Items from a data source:
(begin)
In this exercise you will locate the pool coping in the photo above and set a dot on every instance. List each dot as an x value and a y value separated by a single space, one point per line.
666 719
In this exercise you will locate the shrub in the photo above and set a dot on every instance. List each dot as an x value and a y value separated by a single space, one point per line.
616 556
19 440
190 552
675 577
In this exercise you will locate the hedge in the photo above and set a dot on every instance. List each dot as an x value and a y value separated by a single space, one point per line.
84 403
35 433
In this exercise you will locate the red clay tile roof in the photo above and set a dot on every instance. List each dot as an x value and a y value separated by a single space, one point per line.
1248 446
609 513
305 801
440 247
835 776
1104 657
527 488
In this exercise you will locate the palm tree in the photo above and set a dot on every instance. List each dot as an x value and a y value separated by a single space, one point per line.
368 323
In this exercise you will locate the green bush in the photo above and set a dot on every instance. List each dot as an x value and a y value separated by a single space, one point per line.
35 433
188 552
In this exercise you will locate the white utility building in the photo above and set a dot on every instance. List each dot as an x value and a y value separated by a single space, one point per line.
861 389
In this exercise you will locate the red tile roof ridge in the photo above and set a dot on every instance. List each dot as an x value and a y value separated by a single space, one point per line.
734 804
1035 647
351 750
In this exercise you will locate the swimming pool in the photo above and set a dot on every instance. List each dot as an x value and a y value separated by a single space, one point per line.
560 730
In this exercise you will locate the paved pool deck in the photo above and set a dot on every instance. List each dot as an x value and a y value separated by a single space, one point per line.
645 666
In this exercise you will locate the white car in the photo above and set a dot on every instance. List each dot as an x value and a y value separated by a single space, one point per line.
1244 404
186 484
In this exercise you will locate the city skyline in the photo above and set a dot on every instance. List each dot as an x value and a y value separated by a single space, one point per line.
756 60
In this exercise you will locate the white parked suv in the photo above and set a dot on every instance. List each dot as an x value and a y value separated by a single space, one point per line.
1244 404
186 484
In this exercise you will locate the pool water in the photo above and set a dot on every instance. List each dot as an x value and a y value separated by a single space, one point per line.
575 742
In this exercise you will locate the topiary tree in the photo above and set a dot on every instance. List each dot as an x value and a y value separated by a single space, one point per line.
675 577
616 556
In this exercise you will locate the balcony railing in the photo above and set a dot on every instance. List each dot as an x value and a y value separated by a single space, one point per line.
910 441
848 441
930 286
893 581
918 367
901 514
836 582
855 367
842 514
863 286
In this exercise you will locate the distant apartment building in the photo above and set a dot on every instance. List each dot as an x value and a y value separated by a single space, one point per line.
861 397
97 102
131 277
(end)
> **Set task**: Quote, word for word, every line starting at the one that contains "In this exercise you will locate the city" and ending with the final line of the entries.

> **Complete output**:
In this exercise you will locate the city skyline in the photo above and set a dot on every instance. List each dot as an x value and a y value separated by a single space, one point per line.
756 60
In this exercise you will locate the white parked suv in the photo above and set a dot on every instance. List each dot as an x value and a y value separated by a single space, one point per line.
1244 404
186 484
In this exercise you will locate the pool water in the photo above and set a dot on every instance. List each dot as an x value and a y value separated by a single space, one point per line.
575 742
In this exercise you will locate the topiary tree in the photo above and set a dot on every instance. List each dot as an x value and a y value separated by a single space, one point per line.
675 577
616 556
In this exercise you will locate the balcony railing in the photo above and set a dot on every instance. List each dot as an x value and a y value separated by a single space, one point per line.
910 441
848 441
930 286
893 581
918 367
901 514
836 582
855 367
842 514
863 286
In this exercise you will locate the distant apartment building in the photo above and set a dot on every instance. List each dot as an x value and a y value separated by a single space, one point per line.
861 397
97 102
131 277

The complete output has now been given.